> _Bagian Teks_
PWMU.CO – Suhu politik menjelang Pileg dan Pilpres saat ini mulai panas. Para kandidat mulai melakukan kampanye untuk menarik simpati masyarakat. Tak ketinggalan para pendukung dan tim suksesnya yang terus bergerak mempromosikan calonnya.
Sayangnya, di tengah kegiatan kampanye itu selalu terselip sikap permusuhan di antara para pendukung. Pertentangan itulah yang dikhawatirkan akan menimbulkan perpecahan di kalangan masyarakat.
Bagi warga Muhammadiyah, perhelatan politik itu harus disikapi secara dewasa. Tidak perlu larut dalam perseteruan di antara para pendukung kandidat. Muhammadiyah bukan partai politik, tidak akan terlibat langsung dalam proses politik yang sedang berlangsung saat ini.
Meskipun demikian, warga Muhammadiyah tidak boleh pasif. Mereka harus aktif dalam ajang politik lima tahunan ini, baik sebagai pemilih maupun sebagai calon legislatif. Saat hari pencoblosan nanti warga Muhammadiyah harus datang ke TPS untuk menggunakan hak pilihnya.

> _Soal Latihan 1_
Buatlah ringkasan teks tentang sikap politik warga Muhammadiyah dalam dua kalimat.
> _Soal Latihan 2_
Tuliskan kembali secara persis bagian teks tentang sikap politik warga Muhammadiyah yang diawali kata-kata "Sayangnya, di tengah" dan diakhiri kata-kata "di kalangan masyarakat.".
> _Soal Latihan 3_
Teruskan teks tentang sikap politik warga Muhammadiyah dari titik teks itu berhenti.

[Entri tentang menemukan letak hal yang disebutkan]

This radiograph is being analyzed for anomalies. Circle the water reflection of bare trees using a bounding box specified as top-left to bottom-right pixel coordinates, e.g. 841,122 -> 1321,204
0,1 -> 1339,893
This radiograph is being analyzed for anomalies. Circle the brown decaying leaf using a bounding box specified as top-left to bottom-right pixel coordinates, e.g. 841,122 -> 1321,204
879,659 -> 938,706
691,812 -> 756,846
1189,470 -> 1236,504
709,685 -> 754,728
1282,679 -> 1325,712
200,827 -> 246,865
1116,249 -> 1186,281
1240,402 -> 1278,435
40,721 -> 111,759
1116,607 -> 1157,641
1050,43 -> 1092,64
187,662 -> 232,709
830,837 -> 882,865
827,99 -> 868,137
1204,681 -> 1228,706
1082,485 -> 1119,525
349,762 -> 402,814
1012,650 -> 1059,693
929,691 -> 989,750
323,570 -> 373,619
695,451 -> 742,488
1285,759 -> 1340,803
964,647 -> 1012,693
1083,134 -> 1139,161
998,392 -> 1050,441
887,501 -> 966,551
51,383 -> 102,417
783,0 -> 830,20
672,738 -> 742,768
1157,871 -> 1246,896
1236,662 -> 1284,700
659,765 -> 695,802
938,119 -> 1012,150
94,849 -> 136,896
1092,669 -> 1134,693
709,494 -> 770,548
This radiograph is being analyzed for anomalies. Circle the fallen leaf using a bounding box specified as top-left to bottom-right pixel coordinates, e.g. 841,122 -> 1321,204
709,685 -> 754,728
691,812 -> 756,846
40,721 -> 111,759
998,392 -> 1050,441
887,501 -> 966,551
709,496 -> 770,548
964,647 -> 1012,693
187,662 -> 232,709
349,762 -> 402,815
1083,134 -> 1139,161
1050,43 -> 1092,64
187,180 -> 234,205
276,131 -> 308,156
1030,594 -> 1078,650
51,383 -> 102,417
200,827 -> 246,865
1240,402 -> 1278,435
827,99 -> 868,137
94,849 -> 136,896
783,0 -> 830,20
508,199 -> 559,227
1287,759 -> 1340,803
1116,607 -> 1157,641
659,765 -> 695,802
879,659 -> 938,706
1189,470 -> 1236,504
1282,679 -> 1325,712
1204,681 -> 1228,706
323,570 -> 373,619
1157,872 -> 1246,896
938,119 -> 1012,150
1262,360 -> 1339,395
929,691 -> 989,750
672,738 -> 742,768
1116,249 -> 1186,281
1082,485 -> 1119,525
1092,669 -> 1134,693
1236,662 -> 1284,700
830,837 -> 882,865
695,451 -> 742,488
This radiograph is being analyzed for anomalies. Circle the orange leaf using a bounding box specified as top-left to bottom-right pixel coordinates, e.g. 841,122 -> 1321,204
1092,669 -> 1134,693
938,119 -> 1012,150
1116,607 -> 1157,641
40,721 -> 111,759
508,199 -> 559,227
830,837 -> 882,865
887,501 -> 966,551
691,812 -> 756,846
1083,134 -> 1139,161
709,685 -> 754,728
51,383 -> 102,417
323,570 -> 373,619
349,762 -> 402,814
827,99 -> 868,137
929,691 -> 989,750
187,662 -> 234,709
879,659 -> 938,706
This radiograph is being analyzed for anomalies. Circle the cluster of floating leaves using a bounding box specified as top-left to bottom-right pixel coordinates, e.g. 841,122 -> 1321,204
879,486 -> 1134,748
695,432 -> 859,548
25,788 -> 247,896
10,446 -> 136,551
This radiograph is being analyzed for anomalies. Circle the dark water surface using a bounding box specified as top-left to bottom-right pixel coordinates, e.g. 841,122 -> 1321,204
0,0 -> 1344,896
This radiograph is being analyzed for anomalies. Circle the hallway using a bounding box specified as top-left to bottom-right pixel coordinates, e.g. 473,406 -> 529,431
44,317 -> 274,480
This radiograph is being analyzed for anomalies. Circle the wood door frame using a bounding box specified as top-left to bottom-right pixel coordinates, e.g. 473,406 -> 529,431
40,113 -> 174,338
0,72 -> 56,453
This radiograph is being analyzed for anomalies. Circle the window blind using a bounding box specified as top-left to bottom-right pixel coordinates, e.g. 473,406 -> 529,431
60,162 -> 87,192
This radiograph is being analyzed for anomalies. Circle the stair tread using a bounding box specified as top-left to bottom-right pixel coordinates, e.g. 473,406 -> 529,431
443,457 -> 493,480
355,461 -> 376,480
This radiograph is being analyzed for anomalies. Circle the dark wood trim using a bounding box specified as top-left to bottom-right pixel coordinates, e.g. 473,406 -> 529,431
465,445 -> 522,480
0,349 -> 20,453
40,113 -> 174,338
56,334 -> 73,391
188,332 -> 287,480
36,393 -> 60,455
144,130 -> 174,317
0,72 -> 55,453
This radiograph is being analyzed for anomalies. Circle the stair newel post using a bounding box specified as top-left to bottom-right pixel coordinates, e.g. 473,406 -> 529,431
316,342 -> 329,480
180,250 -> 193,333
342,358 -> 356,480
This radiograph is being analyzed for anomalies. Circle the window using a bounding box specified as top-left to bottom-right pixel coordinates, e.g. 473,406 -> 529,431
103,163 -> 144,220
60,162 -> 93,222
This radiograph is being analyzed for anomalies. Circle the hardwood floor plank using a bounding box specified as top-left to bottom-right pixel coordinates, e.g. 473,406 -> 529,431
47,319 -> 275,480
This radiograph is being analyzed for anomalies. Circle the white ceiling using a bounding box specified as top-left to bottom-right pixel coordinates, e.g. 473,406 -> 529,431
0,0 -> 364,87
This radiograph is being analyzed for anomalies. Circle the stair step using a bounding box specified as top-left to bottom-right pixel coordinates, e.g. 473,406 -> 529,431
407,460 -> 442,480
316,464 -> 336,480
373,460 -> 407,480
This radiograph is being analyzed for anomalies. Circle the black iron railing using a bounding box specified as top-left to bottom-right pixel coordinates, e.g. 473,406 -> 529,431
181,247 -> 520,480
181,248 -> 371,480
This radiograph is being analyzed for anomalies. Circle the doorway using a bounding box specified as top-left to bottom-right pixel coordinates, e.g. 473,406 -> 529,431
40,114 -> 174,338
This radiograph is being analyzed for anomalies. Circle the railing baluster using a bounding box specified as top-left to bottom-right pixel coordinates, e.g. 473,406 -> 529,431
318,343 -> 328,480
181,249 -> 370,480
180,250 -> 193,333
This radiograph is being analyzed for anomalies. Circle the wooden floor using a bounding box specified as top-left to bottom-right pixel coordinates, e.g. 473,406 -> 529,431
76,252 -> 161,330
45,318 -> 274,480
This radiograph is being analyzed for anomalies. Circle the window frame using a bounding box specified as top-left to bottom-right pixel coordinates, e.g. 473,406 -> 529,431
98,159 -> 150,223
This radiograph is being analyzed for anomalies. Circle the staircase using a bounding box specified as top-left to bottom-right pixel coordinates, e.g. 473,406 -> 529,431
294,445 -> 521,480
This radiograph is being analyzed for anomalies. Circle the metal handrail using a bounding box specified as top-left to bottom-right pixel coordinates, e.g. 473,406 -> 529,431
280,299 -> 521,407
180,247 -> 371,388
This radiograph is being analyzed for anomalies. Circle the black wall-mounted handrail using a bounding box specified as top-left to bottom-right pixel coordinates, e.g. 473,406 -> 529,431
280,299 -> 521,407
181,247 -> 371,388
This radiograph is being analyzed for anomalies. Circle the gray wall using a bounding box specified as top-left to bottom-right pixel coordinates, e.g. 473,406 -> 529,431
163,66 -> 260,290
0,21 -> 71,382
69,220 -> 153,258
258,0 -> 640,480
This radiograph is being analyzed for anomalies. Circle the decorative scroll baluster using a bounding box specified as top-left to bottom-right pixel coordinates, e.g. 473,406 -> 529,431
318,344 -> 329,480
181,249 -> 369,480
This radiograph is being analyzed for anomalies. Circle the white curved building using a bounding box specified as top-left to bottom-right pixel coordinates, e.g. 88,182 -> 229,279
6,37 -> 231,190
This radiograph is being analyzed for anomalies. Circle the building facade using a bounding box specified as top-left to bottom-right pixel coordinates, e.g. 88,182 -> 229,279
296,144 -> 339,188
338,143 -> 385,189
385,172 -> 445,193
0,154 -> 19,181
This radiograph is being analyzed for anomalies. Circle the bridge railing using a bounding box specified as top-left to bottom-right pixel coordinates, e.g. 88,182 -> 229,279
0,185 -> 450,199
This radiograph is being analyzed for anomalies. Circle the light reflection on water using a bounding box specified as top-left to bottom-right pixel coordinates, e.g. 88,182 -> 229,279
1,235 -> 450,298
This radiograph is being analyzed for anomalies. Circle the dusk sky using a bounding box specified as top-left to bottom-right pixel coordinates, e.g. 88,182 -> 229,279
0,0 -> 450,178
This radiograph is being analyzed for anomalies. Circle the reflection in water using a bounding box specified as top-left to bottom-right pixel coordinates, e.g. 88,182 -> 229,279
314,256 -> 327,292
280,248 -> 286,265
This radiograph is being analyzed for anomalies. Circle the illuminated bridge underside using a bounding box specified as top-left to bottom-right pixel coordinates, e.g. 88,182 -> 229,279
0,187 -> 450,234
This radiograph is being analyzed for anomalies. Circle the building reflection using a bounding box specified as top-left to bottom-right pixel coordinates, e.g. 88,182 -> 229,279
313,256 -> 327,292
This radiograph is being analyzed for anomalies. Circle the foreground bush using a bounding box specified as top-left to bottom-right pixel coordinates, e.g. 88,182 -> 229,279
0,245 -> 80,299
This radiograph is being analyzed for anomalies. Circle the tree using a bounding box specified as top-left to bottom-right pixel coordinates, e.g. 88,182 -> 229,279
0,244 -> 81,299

> _Jawaban Latihan 1_
Menjelang Pileg dan Pilpres, suhu politik memanas, dan kampanye para kandidat kerap diwarnai permusuhan antarpendukung yang dikhawatirkan menimbulkan perpecahan di masyarakat. Warga Muhammadiyah diminta menyikapinya secara dewasa tanpa larut dalam perseteruan, tetapi tetap aktif sebagai pemilih maupun calon legislatif dan datang ke TPS untuk menggunakan hak pilihnya.

> _Jawaban Latihan 2_
Sayangnya, di tengah kegiatan kampanye itu selalu terselip sikap permusuhan di antara para pendukung. Pertentangan itulah yang dikhawatirkan akan menimbulkan perpecahan di kalangan masyarakat.

> _Jawaban Latihan 3_
Warga Muhammadiyah harus menggunakan hak pilihnya secara aktif. Memilih calon yang dianggap baik, punya rekam jejak yang baik. Selain itu juga ada kader Muhammadiyah yang mencalonkan diri menjadi wakil rakyat dalam berbagai tingkatan.
Untuk itu warga Muhammadiyah harus tahu siapa kader Muhammadiyah yang menjadi caleg. Para kader Muhammadiyah yang jadi caleg itulah yang harus diprioritaskan untuk dipilih agar mereka menjadi wakil rakyat yang baik.
Keterlibatan aktif warga Muhammadiyah dalam perhelatan politik ini sangat penting, baik sebagai caleg maupun sebagai pemilih agar para wakil rakyat diisi oleh orang-orang baik. Ini merupakan salah satu tanggung jawab Muhammadiyah untuk menciptakan kehidupan yang lebih baik.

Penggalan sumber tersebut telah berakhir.